## [Your task]
When you reach the line in the listing below that contains "Query: black sports car", begin returning lines exactly as written, and stop after the line that contains "Where can you spot the front wheel?". Return no other lines.

## [Data to use]
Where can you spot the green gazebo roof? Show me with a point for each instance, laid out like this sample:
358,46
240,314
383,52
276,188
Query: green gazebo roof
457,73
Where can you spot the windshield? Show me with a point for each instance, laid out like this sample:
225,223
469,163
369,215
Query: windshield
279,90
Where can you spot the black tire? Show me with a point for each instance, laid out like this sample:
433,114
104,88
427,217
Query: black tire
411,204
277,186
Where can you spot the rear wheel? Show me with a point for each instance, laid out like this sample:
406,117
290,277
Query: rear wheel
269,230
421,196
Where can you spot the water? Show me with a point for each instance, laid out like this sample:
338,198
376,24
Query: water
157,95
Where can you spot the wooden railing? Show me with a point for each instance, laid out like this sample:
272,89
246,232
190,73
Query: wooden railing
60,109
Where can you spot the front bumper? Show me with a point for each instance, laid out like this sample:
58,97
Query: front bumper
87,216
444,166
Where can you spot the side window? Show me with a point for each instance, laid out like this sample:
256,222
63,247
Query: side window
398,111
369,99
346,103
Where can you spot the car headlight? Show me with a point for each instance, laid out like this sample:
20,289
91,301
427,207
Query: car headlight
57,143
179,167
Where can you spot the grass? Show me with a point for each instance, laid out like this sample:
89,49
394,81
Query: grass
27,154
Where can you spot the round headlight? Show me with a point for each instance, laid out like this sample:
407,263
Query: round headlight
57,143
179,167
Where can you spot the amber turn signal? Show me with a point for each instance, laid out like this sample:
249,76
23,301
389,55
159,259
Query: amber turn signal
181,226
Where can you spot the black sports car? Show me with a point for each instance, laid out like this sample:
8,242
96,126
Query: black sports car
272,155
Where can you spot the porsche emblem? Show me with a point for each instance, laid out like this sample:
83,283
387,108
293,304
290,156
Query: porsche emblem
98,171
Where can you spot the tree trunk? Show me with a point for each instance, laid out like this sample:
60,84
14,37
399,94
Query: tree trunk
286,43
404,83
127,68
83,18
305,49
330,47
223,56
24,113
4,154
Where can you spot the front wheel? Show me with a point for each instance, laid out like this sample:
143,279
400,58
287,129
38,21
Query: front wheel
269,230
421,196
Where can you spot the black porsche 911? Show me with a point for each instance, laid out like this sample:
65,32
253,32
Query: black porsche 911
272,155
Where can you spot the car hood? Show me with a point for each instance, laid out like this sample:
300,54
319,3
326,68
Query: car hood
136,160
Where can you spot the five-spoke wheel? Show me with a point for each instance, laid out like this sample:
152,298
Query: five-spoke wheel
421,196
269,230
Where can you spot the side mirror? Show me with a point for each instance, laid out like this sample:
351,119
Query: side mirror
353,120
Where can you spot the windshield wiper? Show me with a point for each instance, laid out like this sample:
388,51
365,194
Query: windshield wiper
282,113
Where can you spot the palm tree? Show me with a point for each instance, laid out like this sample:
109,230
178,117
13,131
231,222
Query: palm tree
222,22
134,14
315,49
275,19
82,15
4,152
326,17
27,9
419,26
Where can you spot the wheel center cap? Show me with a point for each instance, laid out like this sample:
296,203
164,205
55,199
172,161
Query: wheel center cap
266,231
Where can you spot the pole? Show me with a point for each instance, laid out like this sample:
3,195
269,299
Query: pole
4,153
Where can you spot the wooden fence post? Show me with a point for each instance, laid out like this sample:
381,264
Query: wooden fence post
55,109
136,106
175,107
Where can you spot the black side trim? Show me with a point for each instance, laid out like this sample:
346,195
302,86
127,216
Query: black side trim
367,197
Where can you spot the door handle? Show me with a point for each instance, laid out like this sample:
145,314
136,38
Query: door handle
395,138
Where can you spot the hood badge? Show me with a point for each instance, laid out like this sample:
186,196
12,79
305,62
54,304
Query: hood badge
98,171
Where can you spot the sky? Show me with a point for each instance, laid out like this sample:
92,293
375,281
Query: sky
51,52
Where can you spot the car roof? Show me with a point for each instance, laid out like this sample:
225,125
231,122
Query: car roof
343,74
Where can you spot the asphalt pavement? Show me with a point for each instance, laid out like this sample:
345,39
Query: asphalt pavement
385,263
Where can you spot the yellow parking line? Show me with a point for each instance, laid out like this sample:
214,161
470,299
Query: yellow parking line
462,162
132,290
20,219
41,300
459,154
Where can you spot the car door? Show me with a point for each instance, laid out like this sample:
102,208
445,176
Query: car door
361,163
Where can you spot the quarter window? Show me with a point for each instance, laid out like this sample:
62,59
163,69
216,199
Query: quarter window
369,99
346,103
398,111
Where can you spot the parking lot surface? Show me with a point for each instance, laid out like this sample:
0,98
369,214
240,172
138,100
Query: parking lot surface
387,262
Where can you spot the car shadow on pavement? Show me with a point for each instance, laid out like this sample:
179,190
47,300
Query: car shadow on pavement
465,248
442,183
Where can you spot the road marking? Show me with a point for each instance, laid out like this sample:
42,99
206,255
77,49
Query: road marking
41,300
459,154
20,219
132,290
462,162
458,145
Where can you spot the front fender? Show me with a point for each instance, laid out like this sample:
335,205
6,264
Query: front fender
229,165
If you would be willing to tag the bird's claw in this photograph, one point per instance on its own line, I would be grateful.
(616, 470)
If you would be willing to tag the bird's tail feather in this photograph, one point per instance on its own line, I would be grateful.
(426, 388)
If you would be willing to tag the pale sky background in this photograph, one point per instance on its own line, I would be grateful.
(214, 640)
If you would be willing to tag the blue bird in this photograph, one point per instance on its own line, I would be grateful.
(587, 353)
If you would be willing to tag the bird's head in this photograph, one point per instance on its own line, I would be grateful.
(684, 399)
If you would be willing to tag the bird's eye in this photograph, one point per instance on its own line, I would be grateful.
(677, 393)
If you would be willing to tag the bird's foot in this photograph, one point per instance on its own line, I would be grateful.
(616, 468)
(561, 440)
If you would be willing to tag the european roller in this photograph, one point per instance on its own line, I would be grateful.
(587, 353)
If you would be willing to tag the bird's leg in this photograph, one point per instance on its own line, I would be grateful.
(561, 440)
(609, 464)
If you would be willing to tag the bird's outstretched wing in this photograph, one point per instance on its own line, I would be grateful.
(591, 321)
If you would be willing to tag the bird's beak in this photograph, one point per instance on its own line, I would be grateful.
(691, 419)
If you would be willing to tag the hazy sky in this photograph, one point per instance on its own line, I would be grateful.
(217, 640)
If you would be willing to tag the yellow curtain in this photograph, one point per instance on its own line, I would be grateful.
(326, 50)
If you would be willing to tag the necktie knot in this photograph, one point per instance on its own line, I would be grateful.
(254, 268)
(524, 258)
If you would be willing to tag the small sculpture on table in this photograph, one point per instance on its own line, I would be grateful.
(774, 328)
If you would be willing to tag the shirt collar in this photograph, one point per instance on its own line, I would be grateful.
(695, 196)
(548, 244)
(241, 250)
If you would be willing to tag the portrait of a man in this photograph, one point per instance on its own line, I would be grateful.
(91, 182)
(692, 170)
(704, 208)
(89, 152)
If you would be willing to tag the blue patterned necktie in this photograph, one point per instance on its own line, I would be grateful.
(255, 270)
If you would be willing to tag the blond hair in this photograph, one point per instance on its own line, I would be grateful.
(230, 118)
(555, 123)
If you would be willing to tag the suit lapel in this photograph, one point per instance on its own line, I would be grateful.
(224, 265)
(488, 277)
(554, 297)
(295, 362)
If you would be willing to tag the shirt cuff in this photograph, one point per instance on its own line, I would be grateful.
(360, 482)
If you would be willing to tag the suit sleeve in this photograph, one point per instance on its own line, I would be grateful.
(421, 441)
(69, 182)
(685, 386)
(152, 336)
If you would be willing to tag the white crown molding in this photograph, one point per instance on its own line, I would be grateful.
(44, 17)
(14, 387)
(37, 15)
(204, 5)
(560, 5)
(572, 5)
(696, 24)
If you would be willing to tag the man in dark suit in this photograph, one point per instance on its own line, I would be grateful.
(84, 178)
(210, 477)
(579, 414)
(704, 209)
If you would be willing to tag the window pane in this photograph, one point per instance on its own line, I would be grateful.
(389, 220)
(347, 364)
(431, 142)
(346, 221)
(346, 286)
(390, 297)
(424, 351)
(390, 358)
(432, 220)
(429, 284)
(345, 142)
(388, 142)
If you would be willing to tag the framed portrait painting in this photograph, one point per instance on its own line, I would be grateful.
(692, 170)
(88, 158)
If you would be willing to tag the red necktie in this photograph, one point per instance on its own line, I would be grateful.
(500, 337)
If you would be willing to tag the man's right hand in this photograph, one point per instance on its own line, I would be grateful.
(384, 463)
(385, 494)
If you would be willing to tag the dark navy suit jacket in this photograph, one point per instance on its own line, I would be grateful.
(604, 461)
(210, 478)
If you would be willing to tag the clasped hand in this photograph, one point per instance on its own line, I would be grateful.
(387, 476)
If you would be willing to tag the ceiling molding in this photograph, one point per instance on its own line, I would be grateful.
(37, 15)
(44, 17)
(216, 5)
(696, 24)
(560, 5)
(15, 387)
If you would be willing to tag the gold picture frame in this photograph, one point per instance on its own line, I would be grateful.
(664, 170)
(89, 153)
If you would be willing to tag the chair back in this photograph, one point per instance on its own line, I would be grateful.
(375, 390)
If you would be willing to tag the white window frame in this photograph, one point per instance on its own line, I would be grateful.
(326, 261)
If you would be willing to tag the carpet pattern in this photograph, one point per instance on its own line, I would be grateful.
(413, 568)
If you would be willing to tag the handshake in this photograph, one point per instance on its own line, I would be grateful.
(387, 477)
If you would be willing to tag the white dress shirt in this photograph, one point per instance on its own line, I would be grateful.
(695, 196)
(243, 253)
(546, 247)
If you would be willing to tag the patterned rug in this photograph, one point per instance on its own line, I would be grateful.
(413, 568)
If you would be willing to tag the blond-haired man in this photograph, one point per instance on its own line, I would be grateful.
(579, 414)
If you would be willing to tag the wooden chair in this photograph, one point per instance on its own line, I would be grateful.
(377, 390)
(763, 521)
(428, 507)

## [Answer to this task]
Query: black sports car
272,155
Where can you spot the porsche emblem? Show me with a point for each instance, laid out like this sample:
83,283
387,108
293,304
290,156
Query: porsche emblem
98,171
Where can you spot the tree trunk? Show me with a point for each instance, laid out like this sample:
60,84
14,37
399,94
Query: tree trunk
286,43
404,83
127,68
83,18
305,49
330,47
223,56
24,113
4,154
Where can you spot the front wheel? Show me with a point for each instance, laid out like this sample:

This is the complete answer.